Detection examples
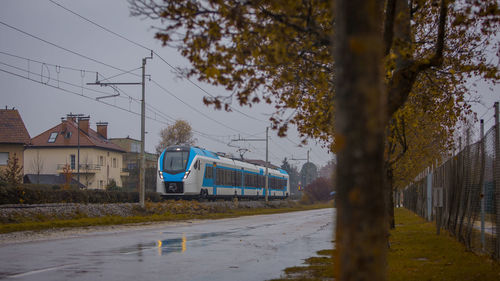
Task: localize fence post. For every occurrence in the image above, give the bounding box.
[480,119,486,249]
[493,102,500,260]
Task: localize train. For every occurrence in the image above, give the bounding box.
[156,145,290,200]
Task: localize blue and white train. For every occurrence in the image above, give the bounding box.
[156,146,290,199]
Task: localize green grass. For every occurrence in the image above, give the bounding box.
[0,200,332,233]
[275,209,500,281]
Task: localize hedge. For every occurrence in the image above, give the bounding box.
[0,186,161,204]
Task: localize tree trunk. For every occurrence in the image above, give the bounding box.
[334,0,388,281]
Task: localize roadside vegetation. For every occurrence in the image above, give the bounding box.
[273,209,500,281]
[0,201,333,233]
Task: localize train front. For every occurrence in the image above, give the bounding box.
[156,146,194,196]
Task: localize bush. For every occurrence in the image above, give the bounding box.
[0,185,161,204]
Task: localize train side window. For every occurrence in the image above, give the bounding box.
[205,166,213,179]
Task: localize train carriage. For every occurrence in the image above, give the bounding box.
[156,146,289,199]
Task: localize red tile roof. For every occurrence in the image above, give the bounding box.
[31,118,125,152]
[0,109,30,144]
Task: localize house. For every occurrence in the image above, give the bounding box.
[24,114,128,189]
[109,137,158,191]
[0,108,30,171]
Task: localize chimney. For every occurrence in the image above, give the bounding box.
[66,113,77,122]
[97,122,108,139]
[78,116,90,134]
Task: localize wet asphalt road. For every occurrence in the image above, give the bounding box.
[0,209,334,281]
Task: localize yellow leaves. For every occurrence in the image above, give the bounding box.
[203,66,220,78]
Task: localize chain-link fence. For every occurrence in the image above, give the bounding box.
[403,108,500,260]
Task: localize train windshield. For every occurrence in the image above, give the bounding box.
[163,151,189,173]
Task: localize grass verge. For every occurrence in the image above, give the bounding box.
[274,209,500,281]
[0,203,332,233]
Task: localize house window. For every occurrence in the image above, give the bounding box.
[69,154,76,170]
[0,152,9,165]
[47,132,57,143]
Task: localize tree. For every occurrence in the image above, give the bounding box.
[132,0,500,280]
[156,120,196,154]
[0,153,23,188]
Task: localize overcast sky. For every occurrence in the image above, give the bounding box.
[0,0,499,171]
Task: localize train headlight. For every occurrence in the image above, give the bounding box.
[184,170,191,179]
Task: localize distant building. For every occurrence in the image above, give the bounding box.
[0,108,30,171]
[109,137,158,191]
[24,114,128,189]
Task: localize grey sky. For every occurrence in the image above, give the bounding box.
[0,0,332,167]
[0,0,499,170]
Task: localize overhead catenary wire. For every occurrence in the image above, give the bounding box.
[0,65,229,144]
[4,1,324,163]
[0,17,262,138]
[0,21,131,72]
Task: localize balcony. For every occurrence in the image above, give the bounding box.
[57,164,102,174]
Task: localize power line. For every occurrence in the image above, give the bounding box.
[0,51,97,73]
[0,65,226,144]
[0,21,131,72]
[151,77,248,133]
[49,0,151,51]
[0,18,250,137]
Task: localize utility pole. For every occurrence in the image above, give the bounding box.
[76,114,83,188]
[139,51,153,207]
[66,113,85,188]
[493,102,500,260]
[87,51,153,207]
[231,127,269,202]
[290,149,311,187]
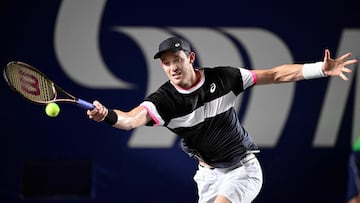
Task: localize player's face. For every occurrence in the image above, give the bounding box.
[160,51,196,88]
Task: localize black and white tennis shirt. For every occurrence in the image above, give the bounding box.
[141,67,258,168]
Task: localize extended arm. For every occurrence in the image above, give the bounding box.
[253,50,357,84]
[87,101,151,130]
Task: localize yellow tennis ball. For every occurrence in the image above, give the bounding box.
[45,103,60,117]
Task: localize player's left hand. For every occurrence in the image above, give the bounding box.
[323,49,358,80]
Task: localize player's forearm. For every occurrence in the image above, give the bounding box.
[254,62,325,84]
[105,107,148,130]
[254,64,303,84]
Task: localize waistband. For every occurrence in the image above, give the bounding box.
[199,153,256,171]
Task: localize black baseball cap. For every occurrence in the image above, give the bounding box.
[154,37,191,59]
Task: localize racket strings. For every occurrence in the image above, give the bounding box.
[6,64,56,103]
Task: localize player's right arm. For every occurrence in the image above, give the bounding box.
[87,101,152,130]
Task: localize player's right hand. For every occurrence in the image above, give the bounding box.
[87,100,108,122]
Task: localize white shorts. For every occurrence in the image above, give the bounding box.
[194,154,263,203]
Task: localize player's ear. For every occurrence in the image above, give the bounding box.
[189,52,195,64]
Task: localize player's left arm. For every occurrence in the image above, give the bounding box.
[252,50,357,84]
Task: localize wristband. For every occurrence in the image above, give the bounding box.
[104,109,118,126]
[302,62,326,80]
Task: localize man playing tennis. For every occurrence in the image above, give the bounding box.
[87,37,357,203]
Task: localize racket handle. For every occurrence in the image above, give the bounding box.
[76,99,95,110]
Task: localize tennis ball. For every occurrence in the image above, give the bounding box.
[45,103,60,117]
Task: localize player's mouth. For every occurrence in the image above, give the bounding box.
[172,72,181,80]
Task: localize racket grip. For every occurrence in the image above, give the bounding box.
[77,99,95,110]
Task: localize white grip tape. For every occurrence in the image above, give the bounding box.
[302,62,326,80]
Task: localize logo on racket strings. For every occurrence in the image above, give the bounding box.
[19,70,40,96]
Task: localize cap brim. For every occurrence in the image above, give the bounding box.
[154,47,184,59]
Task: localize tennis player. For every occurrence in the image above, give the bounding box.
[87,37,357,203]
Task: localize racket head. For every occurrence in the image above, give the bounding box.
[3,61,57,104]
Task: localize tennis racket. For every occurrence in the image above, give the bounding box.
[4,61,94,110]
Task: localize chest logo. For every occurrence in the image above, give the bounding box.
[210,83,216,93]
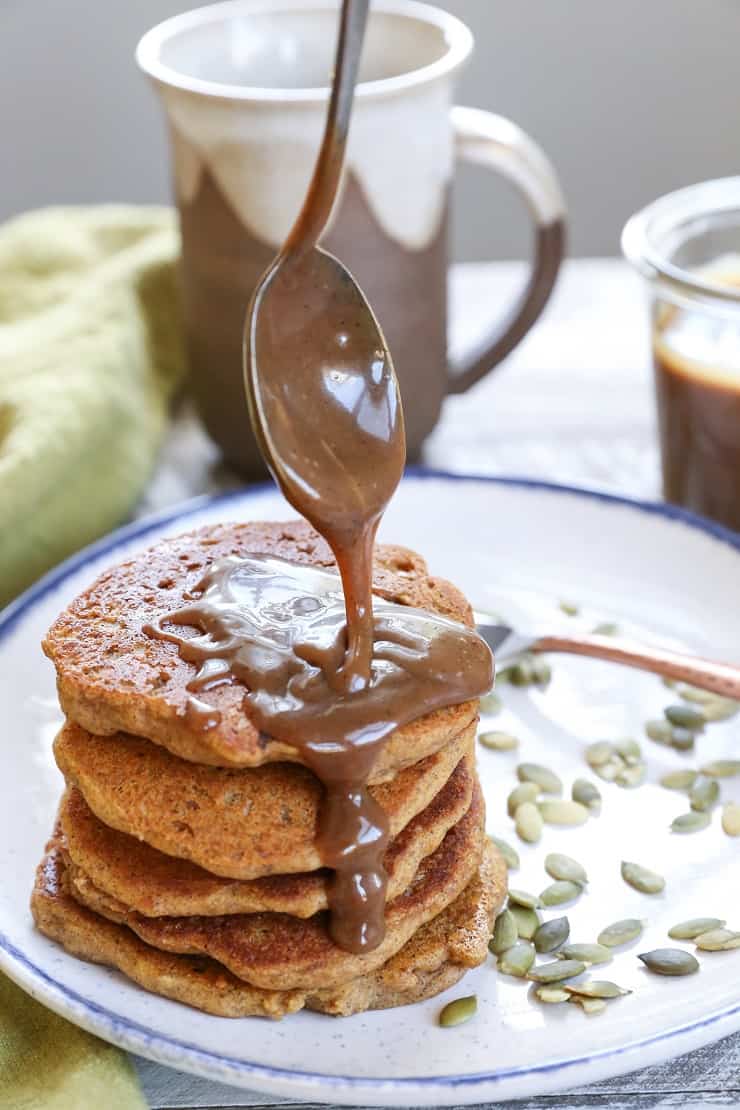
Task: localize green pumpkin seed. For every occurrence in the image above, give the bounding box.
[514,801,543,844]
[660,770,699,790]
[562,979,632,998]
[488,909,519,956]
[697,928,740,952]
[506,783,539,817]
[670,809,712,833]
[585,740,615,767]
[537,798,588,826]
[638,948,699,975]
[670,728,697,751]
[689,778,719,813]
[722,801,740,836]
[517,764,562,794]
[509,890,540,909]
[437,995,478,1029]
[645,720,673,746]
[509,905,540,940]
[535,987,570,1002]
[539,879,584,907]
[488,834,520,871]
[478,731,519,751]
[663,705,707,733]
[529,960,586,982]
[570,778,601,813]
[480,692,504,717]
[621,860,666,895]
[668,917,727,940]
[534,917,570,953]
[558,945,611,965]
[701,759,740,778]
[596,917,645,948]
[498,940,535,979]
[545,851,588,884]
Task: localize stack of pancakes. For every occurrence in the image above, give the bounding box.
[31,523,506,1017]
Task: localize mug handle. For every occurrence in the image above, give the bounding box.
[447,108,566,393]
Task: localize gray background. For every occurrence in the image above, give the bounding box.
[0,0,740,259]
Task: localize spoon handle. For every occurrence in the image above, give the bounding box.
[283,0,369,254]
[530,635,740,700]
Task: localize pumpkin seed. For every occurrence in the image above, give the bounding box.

Instruction:
Present every line of the items above as a Markdown table with the columns "Row" and "Line", numbering each row and skipping blank lines. Omit the pictures.

Solution below:
| Row | Line |
|---|---|
| 1 | Task: localize fence post. For every occurrence in the image above, give the bounding box. |
| 2 | [480,119,486,249] |
| 3 | [493,102,500,260] |
| 4 | Task: localize train. For every occurrence in the image above, give the bounding box. |
| 5 | [156,145,290,200] |
| 6 | Task: localize blue and white train. For every occurrence in the image above, give the bounding box. |
| 7 | [156,146,290,199] |
| 8 | Task: localize green grass. For every occurrence in the image above, give the bounding box. |
| 9 | [0,200,332,233] |
| 10 | [275,209,500,281] |
| 11 | Task: localize hedge. For every occurrence in the image above, give the bounding box. |
| 12 | [0,186,161,204] |
| 13 | Task: localize tree trunk. For every occurrence in the image above, give the bounding box. |
| 14 | [334,0,388,281] |
| 15 | Task: localize roadside vegetation. For every occurrence in the image above, give the bounding box. |
| 16 | [273,209,500,281] |
| 17 | [0,201,333,233] |
| 18 | Task: localize train front. For every occurrence in the image above, give the bounding box. |
| 19 | [156,146,194,196] |
| 20 | Task: localize bush. For every occurrence in the image above, give the bounding box. |
| 21 | [0,185,161,204] |
| 22 | Task: localize train side window. For every occurrence in the image above, give the bounding box. |
| 23 | [205,166,213,179] |
| 24 | Task: localize train carriage. For every occurrence in the image above, give the bounding box. |
| 25 | [156,146,289,199] |
| 26 | Task: localize red tile roof. For every occurrence in the image above, give the bounding box. |
| 27 | [31,118,125,152] |
| 28 | [0,109,30,144] |
| 29 | Task: localize house. For every occurrence in the image above, give the bounding box. |
| 30 | [24,114,128,189] |
| 31 | [109,137,158,191] |
| 32 | [0,108,30,171] |
| 33 | Task: localize chimney. For every occurrence in the image above, give the bounding box. |
| 34 | [66,113,77,122] |
| 35 | [97,122,108,139] |
| 36 | [78,116,90,134] |
| 37 | Task: localize wet asphalt road. For every occurrence in the image above, give the bounding box. |
| 38 | [0,209,334,281] |
| 39 | Task: localize yellow leaves. For every occurrence in the image above, give the bounding box. |
| 40 | [203,66,220,78] |
| 41 | Task: localize chain-link fence. For every occurrence in the image above, give the bounding box. |
| 42 | [403,108,500,260] |
| 43 | Task: localize train windshield. For every occurrence in the image above, give the bounding box. |
| 44 | [163,151,189,173] |
| 45 | Task: localize grass verge. For every occurrence in the image above, give the bounding box. |
| 46 | [274,209,500,281] |
| 47 | [0,203,332,233] |
| 48 | Task: localize house window. For every occurrence in the image above, give the bounding box. |
| 49 | [69,154,76,170] |
| 50 | [0,152,9,165] |
| 51 | [47,132,57,143] |
| 52 | Task: localize tree. For every occurrence in the image above, give the bounding box. |
| 53 | [132,0,500,280] |
| 54 | [156,120,196,154] |
| 55 | [0,153,23,188] |
| 56 | Task: localize overcast sky. For every occurrence in the image above, give the bounding box. |
| 57 | [0,0,499,171] |
| 58 | Task: localize train headlight. For every occurrence in the image above, give the bounding box. |
| 59 | [184,170,191,179] |
| 60 | Task: localize distant building. For every occurrence in the image above, give the bounding box. |
| 61 | [0,108,30,171] |
| 62 | [109,137,158,191] |
| 63 | [24,114,128,189] |
| 64 | Task: localize grey sky. For every occurrence in the image above, give the bounding box. |
| 65 | [0,0,332,167] |
| 66 | [0,0,499,170] |
| 67 | Task: localize overhead catenary wire. For every occurrence in the image above, give the bounding box. |
| 68 | [0,65,229,144] |
| 69 | [4,1,324,163] |
| 70 | [0,17,262,138] |
| 71 | [0,21,131,72] |
| 72 | Task: localize balcony. For every occurrence in the image above, give the bounding box. |
| 73 | [57,164,102,174] |
| 74 | Task: localize power line. For every occurrence in the image above, give the bounding box. |
| 75 | [0,51,97,73] |
| 76 | [0,65,226,144] |
| 77 | [0,21,131,72] |
| 78 | [151,77,248,133] |
| 79 | [49,0,151,51] |
| 80 | [0,18,250,137] |
| 81 | Task: localize utility pole. For every occurrence in the image above, give the bounding box. |
| 82 | [76,114,83,188] |
| 83 | [139,51,153,207] |
| 84 | [66,113,85,188] |
| 85 | [493,102,500,260] |
| 86 | [87,51,153,207] |
| 87 | [231,127,269,202] |
| 88 | [290,149,311,187] |
| 89 | Task: localize player's face. For every occurrence in the image above, give the bounding box. |
| 90 | [160,51,196,88] |
| 91 | Task: localize black and white tennis shirt. For every occurrence in the image above, give the bounding box. |
| 92 | [141,67,258,168] |
| 93 | Task: localize extended arm. For every occurrence in the image above, give the bounding box. |
| 94 | [253,50,357,84] |
| 95 | [87,101,151,130] |
| 96 | Task: localize yellow tennis ball. For every occurrence in the image above, give the bounding box. |
| 97 | [45,103,60,117] |
| 98 | Task: localize player's left hand. For every occurrence in the image above, give the bounding box. |
| 99 | [323,49,358,80] |
| 100 | Task: localize player's forearm. For every occurrence in the image above, give the bounding box. |
| 101 | [254,62,325,84] |
| 102 | [105,107,148,130] |
| 103 | [254,64,303,84] |
| 104 | Task: localize waistband. For every occurrence in the image above, give the bounding box. |
| 105 | [199,153,256,171] |
| 106 | Task: localize black baseball cap. For every occurrence in the image above, give the bounding box. |
| 107 | [154,37,191,59] |
| 108 | Task: localize racket strings. For every occurrence in the image above, give the bounding box. |
| 109 | [6,64,56,103] |
| 110 | Task: localize player's right arm. For every occurrence in the image above, give the bounding box. |
| 111 | [87,101,152,130] |
| 112 | Task: localize player's right hand. For every occurrence in the image above, give the bounding box. |
| 113 | [87,100,108,122] |
| 114 | Task: localize white shorts. For every occurrence in the image above, give the bounding box. |
| 115 | [194,154,263,203] |
| 116 | Task: localize player's ear. For every occurrence in the image above, give the bounding box. |
| 117 | [189,52,195,64] |
| 118 | Task: localize player's left arm. For every occurrence in the image above, give the bounding box. |
| 119 | [252,50,357,84] |
| 120 | Task: localize wristband. For every occurrence in the image above, give the bounding box. |
| 121 | [104,109,118,126] |
| 122 | [302,62,326,80] |
| 123 | Task: localize man playing tennis. For every occurrence in the image above, give the bounding box. |
| 124 | [87,37,357,203] |
| 125 | Task: localize racket handle. For every occurrence in the image above, give the bounding box. |
| 126 | [76,99,95,110] |
| 127 | Task: localize tennis ball. For every occurrence in the image above, give the bounding box. |
| 128 | [45,103,60,117] |
| 129 | Task: localize player's mouth. For every occurrence in the image above, give the bounding box. |
| 130 | [172,72,181,80] |
| 131 | Task: localize racket grip. For every occurrence in the image above, give the bounding box. |
| 132 | [77,99,95,110] |
| 133 | Task: localize white grip tape. For every occurrence in the image above, give the bounding box. |
| 134 | [302,62,326,80] |
| 135 | Task: localize logo on racket strings. For every occurrence in the image above, give the bounding box. |
| 136 | [19,70,40,96] |
| 137 | Task: localize cap brim. For every occurrence in the image above, give the bounding box. |
| 138 | [154,47,184,59] |
| 139 | Task: localize tennis player. For every occurrence in the image above, give the bounding box. |
| 140 | [87,37,357,203] |
| 141 | Task: localize racket head. For every occurrence in the image above, give the bounding box. |
| 142 | [3,61,57,104] |
| 143 | Task: localize tennis racket. For every occurrence in the image above, give the bounding box. |
| 144 | [4,61,94,110] |
| 145 | Task: localize chest logo. For every occurrence in the image above, give the bounding box. |
| 146 | [210,83,216,93] |
| 147 | Task: localize green pumpkin seed. For every occurrence in the image above, give the bounding box. |
| 148 | [514,801,543,844] |
| 149 | [660,770,699,790] |
| 150 | [562,979,632,998] |
| 151 | [488,909,519,956] |
| 152 | [697,928,740,952] |
| 153 | [506,783,539,817] |
| 154 | [670,809,712,833] |
| 155 | [585,740,615,767] |
| 156 | [537,798,588,826] |
| 157 | [638,948,699,975] |
| 158 | [670,728,697,751] |
| 159 | [689,778,719,813] |
| 160 | [722,801,740,836] |
| 161 | [517,764,562,794] |
| 162 | [509,890,540,909] |
| 163 | [437,995,478,1029] |
| 164 | [645,720,673,746] |
| 165 | [509,905,540,940] |
| 166 | [535,987,570,1002] |
| 167 | [539,879,584,907] |
| 168 | [488,834,520,871] |
| 169 | [478,731,519,751] |
| 170 | [663,705,707,733] |
| 171 | [529,960,586,982] |
| 172 | [570,778,601,813] |
| 173 | [480,692,504,717] |
| 174 | [621,860,666,895] |
| 175 | [668,917,727,940] |
| 176 | [534,917,570,953] |
| 177 | [558,945,611,965] |
| 178 | [701,759,740,778] |
| 179 | [596,917,645,948] |
| 180 | [498,940,535,979] |
| 181 | [545,851,588,884] |
| 182 | Task: localize stack of pancakes. For every occurrence in the image above, give the bounding box. |
| 183 | [31,523,506,1017] |
| 184 | Task: localize mug handle. For every occurrence in the image above, give the bounding box. |
| 185 | [447,108,566,393] |
| 186 | Task: localize gray background. For every occurrence in the image above, give the bounding box. |
| 187 | [0,0,740,259] |
| 188 | Task: localize spoon handle. For every occurrence in the image above, give the bounding box. |
| 189 | [283,0,369,254] |
| 190 | [530,635,740,700] |
| 191 | Task: localize pumpkin seed. For every occurrence in the image above, give the bounding box. |